(Passage):
○ ○ ○ ○ ○
American novelist and family therapist

Chris Crutcher (born July 17, 1946) is an American novelist and a family therapist. He received the Margaret A. Edwards Award from the American Library Association in 2000 for his lifetime contribution in writing for teens.

==Biography==
Crutcher was born July 17, 1946, to a World War II B17 bomber pilot and a homemaker in Dayton, Ohio. A few weeks after his birth, his father gave up flying and the family moved to his mother's hometown of Cascade, Idaho, where his father could open an oil and gas wholesale business and he could grow up.

After graduating from high school, Crutcher attended Eastern Washington State College (now Eastern Washington University) where he swam competitively and earned a BA in psychology and sociology. With no post-graduation plans or prospects, he went back to Eastern and got a teaching certificate.

Crutcher taught at several primary and secondary schools in California and Washington before beginning his writing career. After his first book was completed, he joined Spokane's Child Protection Team and began practicing as a child and family therapist.

==Writing==

Crutcher's debut novel was Running Loose in 1983 about a senior in high school who has it all until life throws him for a few loops. Many of his novels concern teenaged athletes who have personal problems. Most of his protagonists are male, teenage athletes, often swimmers, and recurring supporting characters include a wise Asian-American teacher or coach and a caring journalism teacher.

Chris Crutcher's writing is controversial, and has been frequently challenged and even banned by individuals who want to censor his books by removing them from libraries and classrooms. Athletic Shorts: Six Short Stories and Running Loose were #63 and #92 on the ALA list of 100 books most frequently challenged during the 1990s. His books generally feature teens coping with serious problems, including abusive parents, racial and religious prejudice, mental and physical disability, and poverty; these themes are viewed by some as too mature for children. Other cited reasons for censorship include strong language and depictions of homosexuality. Despite this controversy, Crutcher's writing has received many awards.

Crutcher has also written an autobiography called King of the Mild Frontier (2003), an adult novel titled The Deep End (1991), and two collections of short stories, Athletic Shorts: Six Short Stories (1991) and Angry Management (2009), some of which further explore characters from his previous novels. One of the stories from Athletic Shorts: Six Short Stories, "A Brief Moment in the Life of Angus Bethune", was made into a film called Angus.
○ ○ ○ ○ ○
(Material provided):
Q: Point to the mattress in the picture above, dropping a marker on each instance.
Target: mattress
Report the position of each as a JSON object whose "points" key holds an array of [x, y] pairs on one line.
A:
○ ○ ○ ○ ○
(Required work):
Using the passage on Chris Crutcher, name the town and state his family moved to a few weeks after his birth.

(Written reply):
Cascade, Idaho